## Record excerpts
START

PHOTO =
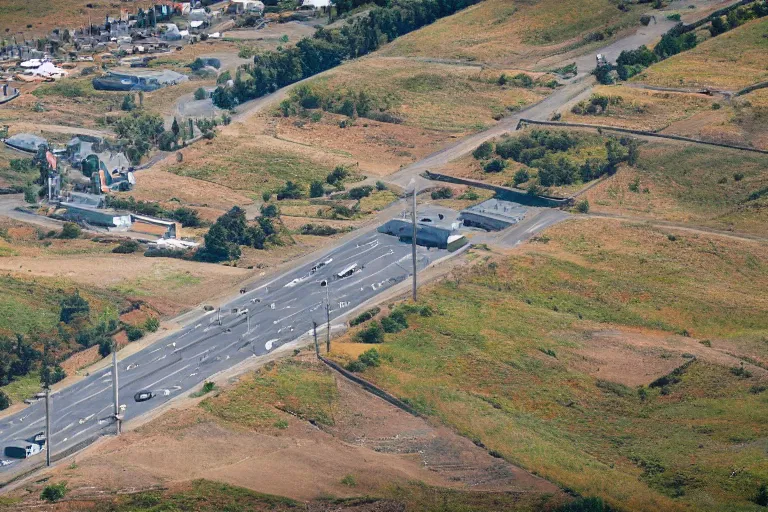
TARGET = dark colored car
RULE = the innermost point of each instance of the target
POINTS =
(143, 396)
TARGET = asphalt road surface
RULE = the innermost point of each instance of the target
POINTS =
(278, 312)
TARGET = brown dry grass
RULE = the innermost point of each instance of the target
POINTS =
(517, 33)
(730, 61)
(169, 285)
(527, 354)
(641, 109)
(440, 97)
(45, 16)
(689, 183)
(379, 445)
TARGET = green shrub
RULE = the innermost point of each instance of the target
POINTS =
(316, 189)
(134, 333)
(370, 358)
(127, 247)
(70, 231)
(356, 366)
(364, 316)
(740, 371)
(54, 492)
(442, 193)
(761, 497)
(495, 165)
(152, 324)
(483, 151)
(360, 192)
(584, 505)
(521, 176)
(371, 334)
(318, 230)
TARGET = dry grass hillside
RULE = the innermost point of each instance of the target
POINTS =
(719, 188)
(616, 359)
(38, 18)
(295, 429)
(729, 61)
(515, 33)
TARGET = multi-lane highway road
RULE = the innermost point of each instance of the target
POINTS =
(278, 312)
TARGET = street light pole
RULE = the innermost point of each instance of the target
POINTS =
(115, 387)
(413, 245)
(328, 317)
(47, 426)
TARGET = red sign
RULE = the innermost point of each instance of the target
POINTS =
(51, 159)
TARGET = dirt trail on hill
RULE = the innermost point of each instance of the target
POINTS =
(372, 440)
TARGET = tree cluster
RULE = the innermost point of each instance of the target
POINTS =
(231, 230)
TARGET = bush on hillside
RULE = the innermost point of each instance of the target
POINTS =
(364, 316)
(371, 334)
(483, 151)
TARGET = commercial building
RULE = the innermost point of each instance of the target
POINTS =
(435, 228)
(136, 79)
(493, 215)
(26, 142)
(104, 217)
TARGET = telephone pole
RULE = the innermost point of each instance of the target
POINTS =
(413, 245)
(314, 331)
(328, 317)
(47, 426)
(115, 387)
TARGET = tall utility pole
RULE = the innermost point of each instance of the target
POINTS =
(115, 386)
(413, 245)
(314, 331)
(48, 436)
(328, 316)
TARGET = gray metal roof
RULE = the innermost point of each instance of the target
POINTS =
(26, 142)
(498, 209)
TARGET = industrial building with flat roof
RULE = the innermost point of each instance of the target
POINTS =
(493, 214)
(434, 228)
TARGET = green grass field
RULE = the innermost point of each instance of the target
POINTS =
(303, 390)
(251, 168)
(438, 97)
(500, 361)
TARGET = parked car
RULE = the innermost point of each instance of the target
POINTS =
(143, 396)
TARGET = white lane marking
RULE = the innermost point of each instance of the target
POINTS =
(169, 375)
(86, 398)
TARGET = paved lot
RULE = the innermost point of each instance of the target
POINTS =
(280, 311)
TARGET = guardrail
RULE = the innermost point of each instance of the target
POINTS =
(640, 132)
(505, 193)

END

## Objective
Set down all of the material above line for line, without alteration, but leave out the pictures.

## In response
PHOTO =
TARGET = dark colored car
RULE = the innermost point of each instance of the target
POINTS =
(143, 396)
TARGET = asphalt road surface
RULE = the innermost point of each instance of the target
POINTS =
(278, 312)
TARGET = brown dry grass
RULE = the innermost point of each instance of the target
POINTS =
(517, 33)
(730, 61)
(169, 285)
(527, 354)
(641, 109)
(440, 97)
(45, 16)
(689, 183)
(379, 445)
TARGET = green shrub
RULE = the innermost point of each instance of the target
POINTS =
(316, 189)
(134, 333)
(370, 358)
(127, 247)
(70, 231)
(356, 366)
(364, 316)
(740, 371)
(54, 492)
(442, 193)
(761, 497)
(495, 165)
(152, 324)
(483, 151)
(360, 192)
(584, 505)
(521, 176)
(371, 334)
(318, 230)
TARGET = dry grass hillside
RULE = the innermost point of each instance of the target
POINTS =
(719, 188)
(616, 359)
(38, 18)
(295, 429)
(729, 61)
(515, 33)
TARGET = multi-lane highway road
RULE = the innermost point of each instance of the target
POINTS =
(278, 312)
TARGET = street light pole
RULE = the innermost point of each instance of the target
POINTS =
(115, 387)
(413, 245)
(328, 317)
(47, 426)
TARGET = red sign
RULE = the innermost point of each instance of the target
POINTS =
(51, 159)
TARGET = dirt trail on hill
RULE = the innermost point of each instance of the target
POINTS =
(372, 440)
TARGET = tree cluster
RULE = the innermost point of each instance of the target
POINTS =
(231, 230)
TARGET = bush on hillside
RULE = the innermost point of each instance of the target
POINTS =
(364, 316)
(371, 334)
(483, 151)
TARGET = commercial building
RULE = the innermost point of each instance of the target
POINTS =
(435, 228)
(136, 79)
(493, 215)
(26, 142)
(104, 217)
TARGET = telephone pole
RULE = the innermost point of each instance of the target
POINTS =
(413, 245)
(314, 331)
(328, 317)
(47, 426)
(115, 387)
TARGET = tall utility pole
RULE = the innermost point of each instance of the target
POINTS =
(115, 386)
(413, 245)
(314, 331)
(48, 436)
(328, 316)
TARGET = gray metal roof
RULE = the innermost point of each instance of the target
POINTS =
(26, 142)
(498, 209)
TARGET = industrial building with flat roof
RULE = the innermost point of each instance of the target
POINTS =
(493, 214)
(434, 228)
TARGET = green grass field
RULE = the innermost point of each instance of the target
POINTS =
(303, 390)
(251, 168)
(438, 97)
(500, 361)
TARGET = parked car
RULE = the innermost point of each instance of the target
POINTS =
(143, 396)
TARGET = white lane marking
RULE = the innermost point of each instance of the target
POINTS =
(169, 375)
(86, 398)
TARGET = paved lot
RULE = the innermost point of each instance of the target
POINTS =
(280, 311)
TARGET = guardrail
RULE = the innermost point of each instance of the target
POINTS =
(640, 132)
(505, 193)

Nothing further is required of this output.